▶ Your objective:
Reproduce the data exactly.

*** Opening of Dataset records ***

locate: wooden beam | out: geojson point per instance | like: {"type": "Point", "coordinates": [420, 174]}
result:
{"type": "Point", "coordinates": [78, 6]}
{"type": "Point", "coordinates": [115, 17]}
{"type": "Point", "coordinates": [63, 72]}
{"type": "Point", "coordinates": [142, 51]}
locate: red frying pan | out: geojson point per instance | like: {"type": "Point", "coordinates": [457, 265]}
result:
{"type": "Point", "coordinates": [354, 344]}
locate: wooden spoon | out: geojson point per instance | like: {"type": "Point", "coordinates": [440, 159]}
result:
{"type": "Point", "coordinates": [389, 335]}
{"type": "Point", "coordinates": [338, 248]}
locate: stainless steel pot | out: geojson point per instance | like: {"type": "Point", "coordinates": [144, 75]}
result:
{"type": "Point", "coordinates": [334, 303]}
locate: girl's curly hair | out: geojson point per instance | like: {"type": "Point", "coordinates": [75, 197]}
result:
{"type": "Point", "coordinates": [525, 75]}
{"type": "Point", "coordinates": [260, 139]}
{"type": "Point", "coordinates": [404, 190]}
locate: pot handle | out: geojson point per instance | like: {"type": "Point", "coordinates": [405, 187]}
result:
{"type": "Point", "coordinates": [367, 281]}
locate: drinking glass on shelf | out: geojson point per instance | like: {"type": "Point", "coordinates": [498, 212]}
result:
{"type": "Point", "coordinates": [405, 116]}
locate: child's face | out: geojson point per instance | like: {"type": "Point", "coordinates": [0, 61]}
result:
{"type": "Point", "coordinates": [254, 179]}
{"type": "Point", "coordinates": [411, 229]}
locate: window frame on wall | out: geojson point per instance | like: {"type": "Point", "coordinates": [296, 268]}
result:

*** Close of Dataset records ***

▶ Exercise answer:
locate: wooden beam | out: geojson point per instance | like: {"type": "Point", "coordinates": [420, 174]}
result:
{"type": "Point", "coordinates": [78, 6]}
{"type": "Point", "coordinates": [115, 17]}
{"type": "Point", "coordinates": [63, 72]}
{"type": "Point", "coordinates": [142, 51]}
locate: red frying pan | out: geojson point per instance | like: {"type": "Point", "coordinates": [457, 265]}
result:
{"type": "Point", "coordinates": [354, 344]}
locate: wooden spoon | out: geojson point per instance | like: {"type": "Point", "coordinates": [440, 159]}
result:
{"type": "Point", "coordinates": [389, 335]}
{"type": "Point", "coordinates": [338, 248]}
locate: stainless steel pot | out: geojson point per instance | like: {"type": "Point", "coordinates": [144, 75]}
result:
{"type": "Point", "coordinates": [334, 303]}
locate: girl's curly hair | out: geojson point per instance | like: {"type": "Point", "coordinates": [75, 197]}
result:
{"type": "Point", "coordinates": [525, 75]}
{"type": "Point", "coordinates": [260, 139]}
{"type": "Point", "coordinates": [404, 190]}
locate: pot handle | out: geojson point per instance | like: {"type": "Point", "coordinates": [405, 187]}
result:
{"type": "Point", "coordinates": [367, 281]}
locate: drinking glass on shelf | out: geojson point per instance | like: {"type": "Point", "coordinates": [498, 212]}
result:
{"type": "Point", "coordinates": [405, 116]}
locate: child's face | out: geojson point per instance | like: {"type": "Point", "coordinates": [0, 61]}
result:
{"type": "Point", "coordinates": [254, 179]}
{"type": "Point", "coordinates": [411, 229]}
locate: window frame on wall | out: geojson point per instance | like: {"type": "Point", "coordinates": [296, 268]}
result:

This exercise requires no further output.